Task instructions: In the records below, find each line that contains the string "basket" and report all of them, matching case exactly.
# Supplied data start
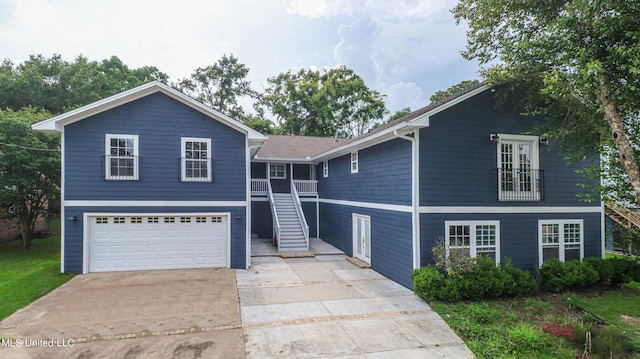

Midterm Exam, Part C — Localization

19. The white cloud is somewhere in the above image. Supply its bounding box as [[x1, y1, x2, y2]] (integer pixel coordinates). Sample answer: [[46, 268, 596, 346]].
[[287, 0, 362, 18]]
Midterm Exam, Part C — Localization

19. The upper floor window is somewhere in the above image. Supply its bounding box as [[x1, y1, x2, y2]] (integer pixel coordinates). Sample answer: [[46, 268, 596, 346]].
[[498, 134, 544, 201], [351, 151, 358, 173], [538, 219, 584, 265], [269, 163, 287, 179], [104, 134, 138, 180], [181, 137, 211, 182], [445, 221, 500, 264]]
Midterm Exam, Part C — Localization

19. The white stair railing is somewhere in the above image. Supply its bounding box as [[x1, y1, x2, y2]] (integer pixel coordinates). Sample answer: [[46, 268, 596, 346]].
[[291, 182, 309, 249], [267, 181, 281, 250]]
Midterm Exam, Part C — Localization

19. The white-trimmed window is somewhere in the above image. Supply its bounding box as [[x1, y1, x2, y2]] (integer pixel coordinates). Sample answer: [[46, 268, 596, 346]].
[[538, 219, 584, 265], [351, 151, 358, 173], [444, 221, 500, 264], [104, 134, 139, 180], [269, 163, 287, 179], [498, 133, 542, 201], [180, 137, 211, 182]]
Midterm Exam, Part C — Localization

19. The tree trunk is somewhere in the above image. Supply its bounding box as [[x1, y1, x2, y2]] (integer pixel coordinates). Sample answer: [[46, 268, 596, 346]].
[[600, 75, 640, 200], [20, 218, 32, 249]]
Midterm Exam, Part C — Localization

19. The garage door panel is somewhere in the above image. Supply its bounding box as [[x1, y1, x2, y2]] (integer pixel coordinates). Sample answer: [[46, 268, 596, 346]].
[[88, 215, 227, 272]]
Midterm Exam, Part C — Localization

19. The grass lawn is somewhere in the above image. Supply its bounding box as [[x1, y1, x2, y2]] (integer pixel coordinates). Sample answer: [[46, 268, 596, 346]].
[[429, 283, 640, 359], [0, 221, 74, 320]]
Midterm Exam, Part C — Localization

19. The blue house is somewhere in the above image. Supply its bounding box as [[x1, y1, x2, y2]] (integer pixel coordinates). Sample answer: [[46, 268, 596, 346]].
[[33, 82, 265, 273], [34, 82, 604, 287]]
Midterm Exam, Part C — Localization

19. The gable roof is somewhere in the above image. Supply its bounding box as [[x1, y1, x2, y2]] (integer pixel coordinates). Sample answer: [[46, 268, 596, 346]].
[[31, 81, 266, 141], [253, 135, 353, 162], [311, 83, 491, 162]]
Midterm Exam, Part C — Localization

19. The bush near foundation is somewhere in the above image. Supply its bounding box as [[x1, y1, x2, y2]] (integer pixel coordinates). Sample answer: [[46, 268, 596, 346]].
[[540, 257, 640, 292], [411, 257, 536, 302]]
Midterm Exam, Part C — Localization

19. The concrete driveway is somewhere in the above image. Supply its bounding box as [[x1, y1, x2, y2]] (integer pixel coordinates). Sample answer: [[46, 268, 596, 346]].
[[0, 269, 245, 359], [0, 249, 473, 359], [237, 255, 474, 359]]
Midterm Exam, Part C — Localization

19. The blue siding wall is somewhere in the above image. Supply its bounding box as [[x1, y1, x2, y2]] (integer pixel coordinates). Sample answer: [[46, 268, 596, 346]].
[[64, 207, 247, 273], [251, 162, 267, 178], [317, 139, 411, 206], [420, 91, 598, 206], [320, 203, 413, 288], [420, 213, 602, 269], [64, 93, 246, 201], [251, 201, 273, 238], [302, 199, 318, 238]]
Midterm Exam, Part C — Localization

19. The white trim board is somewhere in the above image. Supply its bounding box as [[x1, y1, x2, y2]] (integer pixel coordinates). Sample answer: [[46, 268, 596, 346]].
[[62, 200, 247, 207], [319, 198, 413, 213], [420, 206, 602, 214]]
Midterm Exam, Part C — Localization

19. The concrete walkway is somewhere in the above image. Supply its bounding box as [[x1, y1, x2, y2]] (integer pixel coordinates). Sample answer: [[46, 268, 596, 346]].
[[236, 240, 474, 359]]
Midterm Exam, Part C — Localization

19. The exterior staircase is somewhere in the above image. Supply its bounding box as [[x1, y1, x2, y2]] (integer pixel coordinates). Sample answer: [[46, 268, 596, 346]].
[[604, 197, 640, 231], [273, 193, 309, 252]]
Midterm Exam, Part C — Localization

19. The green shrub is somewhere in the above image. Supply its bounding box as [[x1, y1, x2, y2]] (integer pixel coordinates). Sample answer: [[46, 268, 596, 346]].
[[501, 258, 536, 297], [582, 257, 613, 283], [607, 257, 640, 285], [411, 257, 535, 302], [411, 265, 445, 301], [540, 258, 599, 292], [540, 258, 569, 293]]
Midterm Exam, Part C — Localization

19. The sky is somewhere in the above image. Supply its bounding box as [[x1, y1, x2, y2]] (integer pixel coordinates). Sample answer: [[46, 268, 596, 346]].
[[0, 0, 479, 118]]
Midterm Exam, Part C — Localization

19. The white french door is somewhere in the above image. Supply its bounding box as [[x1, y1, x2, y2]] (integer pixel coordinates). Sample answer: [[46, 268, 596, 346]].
[[353, 213, 371, 263]]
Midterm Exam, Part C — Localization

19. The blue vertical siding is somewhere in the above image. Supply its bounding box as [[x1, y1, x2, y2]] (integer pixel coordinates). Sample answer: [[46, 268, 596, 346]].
[[420, 91, 599, 207], [64, 93, 247, 201], [320, 203, 413, 288], [420, 213, 602, 270], [64, 207, 247, 273]]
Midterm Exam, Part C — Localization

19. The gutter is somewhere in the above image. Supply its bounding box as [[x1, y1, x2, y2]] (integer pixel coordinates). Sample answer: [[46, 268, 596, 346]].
[[393, 128, 421, 269]]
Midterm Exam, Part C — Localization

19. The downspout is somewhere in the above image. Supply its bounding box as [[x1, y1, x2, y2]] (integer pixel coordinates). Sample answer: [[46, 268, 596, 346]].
[[393, 129, 420, 269]]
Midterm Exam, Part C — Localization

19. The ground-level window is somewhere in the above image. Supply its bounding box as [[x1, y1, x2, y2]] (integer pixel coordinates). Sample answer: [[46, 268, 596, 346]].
[[445, 221, 500, 264], [538, 219, 584, 265], [269, 163, 287, 179]]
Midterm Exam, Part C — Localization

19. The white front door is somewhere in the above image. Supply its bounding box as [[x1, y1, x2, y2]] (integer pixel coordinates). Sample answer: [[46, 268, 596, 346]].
[[353, 214, 371, 263]]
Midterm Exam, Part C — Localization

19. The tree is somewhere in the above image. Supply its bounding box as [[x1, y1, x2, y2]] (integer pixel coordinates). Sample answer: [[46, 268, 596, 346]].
[[258, 66, 387, 137], [371, 107, 411, 129], [0, 108, 60, 249], [453, 0, 640, 200], [429, 80, 480, 102], [174, 55, 257, 122], [0, 55, 168, 115]]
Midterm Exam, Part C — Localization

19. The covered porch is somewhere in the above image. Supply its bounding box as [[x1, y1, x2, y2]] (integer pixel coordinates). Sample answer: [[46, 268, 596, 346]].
[[251, 238, 345, 257]]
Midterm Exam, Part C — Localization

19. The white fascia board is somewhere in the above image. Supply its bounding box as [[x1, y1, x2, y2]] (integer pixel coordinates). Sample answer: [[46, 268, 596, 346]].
[[310, 122, 420, 163], [312, 85, 491, 162], [31, 81, 266, 140], [409, 84, 491, 126], [251, 157, 313, 164]]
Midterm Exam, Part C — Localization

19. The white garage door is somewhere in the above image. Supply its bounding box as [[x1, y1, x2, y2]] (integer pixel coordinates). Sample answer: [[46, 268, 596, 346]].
[[88, 215, 228, 272]]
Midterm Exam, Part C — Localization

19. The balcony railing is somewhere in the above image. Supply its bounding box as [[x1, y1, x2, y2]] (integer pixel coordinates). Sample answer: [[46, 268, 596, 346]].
[[293, 180, 318, 195], [498, 168, 544, 201], [251, 178, 269, 195]]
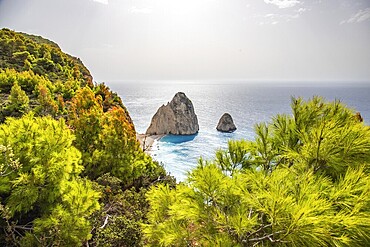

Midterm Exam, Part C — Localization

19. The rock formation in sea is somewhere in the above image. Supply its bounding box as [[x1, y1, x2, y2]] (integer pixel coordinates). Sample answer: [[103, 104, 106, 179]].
[[146, 92, 199, 135], [216, 113, 236, 132]]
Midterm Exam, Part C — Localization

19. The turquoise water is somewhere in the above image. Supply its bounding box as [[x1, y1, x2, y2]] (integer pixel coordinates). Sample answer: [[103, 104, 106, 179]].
[[108, 83, 370, 181]]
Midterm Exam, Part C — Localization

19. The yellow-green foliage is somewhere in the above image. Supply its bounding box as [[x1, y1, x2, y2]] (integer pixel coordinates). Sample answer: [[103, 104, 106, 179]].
[[68, 87, 158, 184], [0, 114, 99, 246], [0, 29, 92, 86], [143, 97, 370, 246]]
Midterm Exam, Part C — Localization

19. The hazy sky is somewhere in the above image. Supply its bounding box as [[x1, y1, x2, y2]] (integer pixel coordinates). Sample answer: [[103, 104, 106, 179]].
[[0, 0, 370, 82]]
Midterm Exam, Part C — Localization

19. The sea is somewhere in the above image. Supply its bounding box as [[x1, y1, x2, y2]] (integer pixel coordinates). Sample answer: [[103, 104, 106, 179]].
[[107, 81, 370, 181]]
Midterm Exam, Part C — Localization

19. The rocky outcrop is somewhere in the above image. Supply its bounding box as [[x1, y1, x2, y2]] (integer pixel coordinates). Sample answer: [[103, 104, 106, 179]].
[[216, 113, 236, 132], [146, 92, 199, 135]]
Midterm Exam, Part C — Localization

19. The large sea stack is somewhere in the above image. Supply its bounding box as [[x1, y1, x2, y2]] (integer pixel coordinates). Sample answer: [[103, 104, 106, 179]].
[[216, 113, 236, 132], [146, 92, 199, 135]]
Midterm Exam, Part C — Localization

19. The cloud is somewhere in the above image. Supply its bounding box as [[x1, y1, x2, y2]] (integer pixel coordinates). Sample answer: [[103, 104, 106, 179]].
[[129, 6, 153, 14], [264, 0, 300, 9], [93, 0, 108, 4], [340, 8, 370, 24]]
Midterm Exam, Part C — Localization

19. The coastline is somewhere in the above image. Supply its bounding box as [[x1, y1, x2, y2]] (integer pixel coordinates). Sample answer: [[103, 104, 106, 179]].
[[136, 134, 165, 152]]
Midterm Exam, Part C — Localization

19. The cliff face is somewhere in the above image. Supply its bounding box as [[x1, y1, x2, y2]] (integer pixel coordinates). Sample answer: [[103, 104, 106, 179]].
[[146, 92, 199, 135]]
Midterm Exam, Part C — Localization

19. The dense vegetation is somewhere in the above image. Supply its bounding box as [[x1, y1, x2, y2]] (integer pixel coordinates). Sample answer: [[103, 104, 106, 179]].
[[144, 97, 370, 246], [0, 29, 370, 246], [0, 29, 173, 246]]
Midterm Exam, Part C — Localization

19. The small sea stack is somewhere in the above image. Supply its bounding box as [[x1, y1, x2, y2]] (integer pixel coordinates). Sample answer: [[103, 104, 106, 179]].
[[146, 92, 199, 135], [216, 113, 236, 133]]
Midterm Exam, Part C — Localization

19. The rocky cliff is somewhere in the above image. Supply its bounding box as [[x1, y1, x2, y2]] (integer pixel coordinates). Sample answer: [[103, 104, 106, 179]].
[[216, 113, 236, 132], [146, 92, 199, 135]]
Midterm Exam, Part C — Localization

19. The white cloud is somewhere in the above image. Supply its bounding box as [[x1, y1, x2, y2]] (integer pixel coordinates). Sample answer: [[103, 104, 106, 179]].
[[93, 0, 108, 4], [340, 8, 370, 24], [264, 0, 300, 9], [129, 6, 153, 14]]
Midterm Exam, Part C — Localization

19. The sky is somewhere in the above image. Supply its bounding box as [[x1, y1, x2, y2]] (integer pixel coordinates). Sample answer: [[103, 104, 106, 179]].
[[0, 0, 370, 84]]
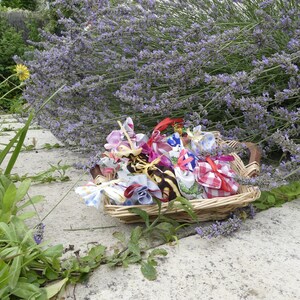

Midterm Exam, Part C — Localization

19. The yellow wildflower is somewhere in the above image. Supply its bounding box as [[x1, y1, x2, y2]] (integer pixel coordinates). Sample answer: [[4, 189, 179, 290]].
[[16, 64, 30, 81]]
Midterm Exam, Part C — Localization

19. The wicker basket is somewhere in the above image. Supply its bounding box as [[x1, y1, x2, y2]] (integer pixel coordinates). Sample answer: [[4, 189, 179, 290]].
[[104, 133, 260, 223]]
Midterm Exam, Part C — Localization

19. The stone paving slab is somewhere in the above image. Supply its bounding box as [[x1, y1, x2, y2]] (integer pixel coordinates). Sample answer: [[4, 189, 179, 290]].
[[0, 129, 63, 150], [0, 115, 300, 300], [66, 200, 300, 300]]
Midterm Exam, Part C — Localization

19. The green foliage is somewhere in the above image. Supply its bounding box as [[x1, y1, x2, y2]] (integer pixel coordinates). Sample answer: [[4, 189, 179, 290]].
[[10, 161, 71, 183], [1, 0, 38, 11], [253, 181, 300, 210]]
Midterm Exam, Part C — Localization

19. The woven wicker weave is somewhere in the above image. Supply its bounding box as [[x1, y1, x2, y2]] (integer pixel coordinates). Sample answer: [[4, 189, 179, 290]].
[[104, 136, 260, 223]]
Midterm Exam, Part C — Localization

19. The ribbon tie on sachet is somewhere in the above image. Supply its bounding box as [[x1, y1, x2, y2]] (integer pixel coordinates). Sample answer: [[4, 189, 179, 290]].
[[194, 157, 238, 198], [127, 154, 181, 202], [174, 149, 194, 171]]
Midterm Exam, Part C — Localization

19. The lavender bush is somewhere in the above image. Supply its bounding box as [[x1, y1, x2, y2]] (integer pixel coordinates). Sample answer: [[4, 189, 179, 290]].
[[20, 0, 300, 179]]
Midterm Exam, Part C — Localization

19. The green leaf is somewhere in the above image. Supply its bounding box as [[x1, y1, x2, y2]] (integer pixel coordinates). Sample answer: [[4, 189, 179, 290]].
[[0, 246, 19, 260], [4, 113, 34, 175], [43, 244, 64, 258], [113, 231, 126, 244], [0, 222, 17, 242], [0, 128, 22, 165], [0, 259, 9, 290], [128, 207, 149, 227], [12, 282, 49, 300], [8, 251, 23, 290], [149, 248, 168, 258], [141, 261, 157, 280], [44, 278, 68, 299], [15, 179, 31, 202], [45, 267, 59, 280], [130, 226, 142, 244], [88, 245, 106, 262], [2, 183, 17, 213], [128, 241, 141, 257]]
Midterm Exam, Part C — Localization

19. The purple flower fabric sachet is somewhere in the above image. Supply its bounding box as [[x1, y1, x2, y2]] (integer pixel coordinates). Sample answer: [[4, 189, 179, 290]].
[[75, 117, 238, 208]]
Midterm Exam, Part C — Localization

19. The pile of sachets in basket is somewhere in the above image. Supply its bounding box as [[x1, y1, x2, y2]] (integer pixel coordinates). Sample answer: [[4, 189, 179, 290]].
[[75, 118, 238, 208]]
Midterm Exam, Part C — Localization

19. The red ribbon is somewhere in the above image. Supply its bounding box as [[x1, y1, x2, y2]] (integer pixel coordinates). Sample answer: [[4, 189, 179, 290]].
[[124, 183, 142, 198], [174, 149, 193, 171], [153, 118, 183, 131], [205, 156, 233, 193]]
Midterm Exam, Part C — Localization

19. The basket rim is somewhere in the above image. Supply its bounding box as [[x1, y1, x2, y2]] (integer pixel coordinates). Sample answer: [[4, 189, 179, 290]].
[[103, 131, 261, 223]]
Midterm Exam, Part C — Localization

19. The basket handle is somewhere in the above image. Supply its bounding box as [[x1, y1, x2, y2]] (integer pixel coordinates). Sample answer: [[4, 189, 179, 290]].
[[244, 142, 261, 177]]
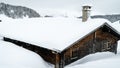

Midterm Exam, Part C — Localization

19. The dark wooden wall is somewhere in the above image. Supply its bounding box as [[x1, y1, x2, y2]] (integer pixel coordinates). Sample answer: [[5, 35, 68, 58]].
[[4, 27, 118, 68], [61, 28, 118, 66]]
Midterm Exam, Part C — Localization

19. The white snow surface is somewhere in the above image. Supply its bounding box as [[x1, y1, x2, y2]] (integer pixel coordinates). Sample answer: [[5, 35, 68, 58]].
[[65, 41, 120, 68], [0, 40, 51, 68], [0, 18, 112, 51]]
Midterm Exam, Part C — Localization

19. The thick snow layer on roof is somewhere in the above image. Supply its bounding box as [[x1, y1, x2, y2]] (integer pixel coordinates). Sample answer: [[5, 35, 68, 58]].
[[111, 21, 120, 32], [0, 40, 51, 68], [0, 18, 112, 50]]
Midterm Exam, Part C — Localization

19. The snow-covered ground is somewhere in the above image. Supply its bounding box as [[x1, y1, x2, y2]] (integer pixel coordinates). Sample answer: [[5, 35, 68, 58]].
[[65, 41, 120, 68], [0, 40, 51, 68]]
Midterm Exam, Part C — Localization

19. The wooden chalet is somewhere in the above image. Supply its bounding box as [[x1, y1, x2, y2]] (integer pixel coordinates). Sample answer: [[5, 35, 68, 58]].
[[0, 17, 120, 68], [0, 6, 120, 68]]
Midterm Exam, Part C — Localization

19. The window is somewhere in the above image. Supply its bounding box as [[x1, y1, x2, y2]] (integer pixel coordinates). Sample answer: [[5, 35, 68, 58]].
[[102, 41, 111, 51], [71, 48, 78, 59]]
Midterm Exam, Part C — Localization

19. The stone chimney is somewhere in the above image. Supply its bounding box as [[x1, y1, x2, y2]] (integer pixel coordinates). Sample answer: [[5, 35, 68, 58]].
[[82, 5, 91, 22]]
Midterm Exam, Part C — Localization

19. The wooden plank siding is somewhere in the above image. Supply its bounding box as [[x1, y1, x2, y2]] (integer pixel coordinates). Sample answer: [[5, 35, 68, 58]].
[[4, 26, 120, 68], [61, 28, 118, 66]]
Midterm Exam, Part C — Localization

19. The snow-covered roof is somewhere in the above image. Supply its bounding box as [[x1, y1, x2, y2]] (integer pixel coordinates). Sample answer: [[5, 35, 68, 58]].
[[0, 18, 117, 51]]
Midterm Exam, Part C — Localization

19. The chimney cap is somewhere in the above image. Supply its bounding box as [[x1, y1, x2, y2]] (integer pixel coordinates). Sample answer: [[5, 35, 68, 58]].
[[82, 4, 92, 7]]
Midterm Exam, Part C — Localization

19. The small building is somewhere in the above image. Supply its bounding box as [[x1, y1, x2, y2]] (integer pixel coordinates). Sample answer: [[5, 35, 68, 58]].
[[0, 6, 120, 68]]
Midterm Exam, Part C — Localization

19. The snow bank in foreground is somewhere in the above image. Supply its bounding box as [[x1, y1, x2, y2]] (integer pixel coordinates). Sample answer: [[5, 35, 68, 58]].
[[0, 41, 50, 68]]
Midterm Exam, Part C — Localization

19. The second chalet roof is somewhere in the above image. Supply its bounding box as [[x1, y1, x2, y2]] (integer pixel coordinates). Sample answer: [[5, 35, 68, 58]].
[[0, 18, 119, 51]]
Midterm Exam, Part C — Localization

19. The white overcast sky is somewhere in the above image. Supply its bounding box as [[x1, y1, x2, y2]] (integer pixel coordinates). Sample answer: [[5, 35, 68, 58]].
# Supplied data end
Reply to the exercise:
19. The wicker basket is somewhere in the above image. Supply its bounding box as [[x1, y1, x2, y2]] (integer pixel coordinates). Sample answer: [[4, 189, 179, 290]].
19. The pile of sachets in basket is somewhere in the above image. Supply its bounding box as [[x1, y1, x2, y2]] (integer pixel coordinates). Sample answer: [[4, 189, 179, 290]].
19. The basket rim is somewhere in the above image. Supply its bounding box as [[x1, y1, x2, y2]] (integer pixel coordinates). Sample answer: [[4, 189, 179, 290]].
19. The basket handle is somewhere in the above image. Supply its bounding box as [[x1, y1, x2, y2]] (integer pixel coordinates). Sample answer: [[4, 189, 179, 290]].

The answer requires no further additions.